— Task description —
Can you rewrite the records below, replacing "pebble" with "stone" and leaving everything else unchanged?

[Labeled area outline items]
----
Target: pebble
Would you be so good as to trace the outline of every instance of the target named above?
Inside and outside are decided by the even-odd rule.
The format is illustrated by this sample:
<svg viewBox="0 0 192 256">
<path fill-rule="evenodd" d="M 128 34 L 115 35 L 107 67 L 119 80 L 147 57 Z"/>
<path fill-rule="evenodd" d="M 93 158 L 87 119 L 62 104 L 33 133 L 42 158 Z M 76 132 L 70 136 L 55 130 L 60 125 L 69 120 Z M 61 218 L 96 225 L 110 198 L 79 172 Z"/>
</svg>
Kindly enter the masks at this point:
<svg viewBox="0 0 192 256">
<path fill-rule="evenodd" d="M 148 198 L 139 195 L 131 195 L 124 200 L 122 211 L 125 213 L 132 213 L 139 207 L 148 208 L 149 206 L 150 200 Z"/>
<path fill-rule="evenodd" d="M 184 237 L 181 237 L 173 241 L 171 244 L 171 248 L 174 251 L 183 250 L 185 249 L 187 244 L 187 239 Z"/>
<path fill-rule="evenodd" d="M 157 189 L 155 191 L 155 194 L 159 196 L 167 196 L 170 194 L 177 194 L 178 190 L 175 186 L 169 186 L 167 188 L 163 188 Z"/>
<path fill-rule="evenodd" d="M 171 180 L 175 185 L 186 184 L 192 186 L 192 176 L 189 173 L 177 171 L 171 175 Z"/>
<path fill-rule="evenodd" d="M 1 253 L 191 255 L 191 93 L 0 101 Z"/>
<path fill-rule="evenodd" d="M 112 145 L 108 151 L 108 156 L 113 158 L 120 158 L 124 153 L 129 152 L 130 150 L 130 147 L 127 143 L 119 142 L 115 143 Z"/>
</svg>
----
— Completed task —
Target: stone
Would you be so good as to trace the outline of every instance of the target named above?
Inside and outside are decided by the even-odd rule.
The format is illustrated by this sample:
<svg viewBox="0 0 192 256">
<path fill-rule="evenodd" d="M 128 34 L 115 35 L 107 67 L 119 80 L 147 57 Z"/>
<path fill-rule="evenodd" d="M 93 158 L 87 119 L 62 104 L 33 133 L 42 158 Z M 76 132 L 70 136 L 55 130 L 60 125 L 69 120 Z M 61 218 L 96 225 L 110 198 L 79 172 Z"/>
</svg>
Kindly enter the masks at this point:
<svg viewBox="0 0 192 256">
<path fill-rule="evenodd" d="M 148 198 L 139 195 L 131 195 L 124 200 L 122 211 L 125 213 L 132 213 L 139 207 L 148 208 L 149 206 L 150 200 Z"/>
<path fill-rule="evenodd" d="M 184 237 L 181 237 L 173 241 L 171 244 L 171 248 L 174 251 L 183 250 L 185 249 L 187 244 L 187 239 Z"/>
<path fill-rule="evenodd" d="M 157 189 L 155 191 L 155 194 L 159 196 L 167 196 L 170 194 L 177 194 L 178 190 L 175 186 L 169 186 L 167 188 L 163 188 Z"/>
<path fill-rule="evenodd" d="M 171 180 L 175 185 L 186 184 L 192 186 L 192 176 L 189 173 L 177 171 L 171 175 Z"/>
<path fill-rule="evenodd" d="M 1 253 L 191 255 L 191 93 L 0 101 Z"/>
<path fill-rule="evenodd" d="M 112 145 L 108 151 L 108 156 L 113 158 L 120 158 L 124 153 L 129 152 L 130 150 L 130 147 L 127 143 L 119 142 L 115 143 Z"/>
</svg>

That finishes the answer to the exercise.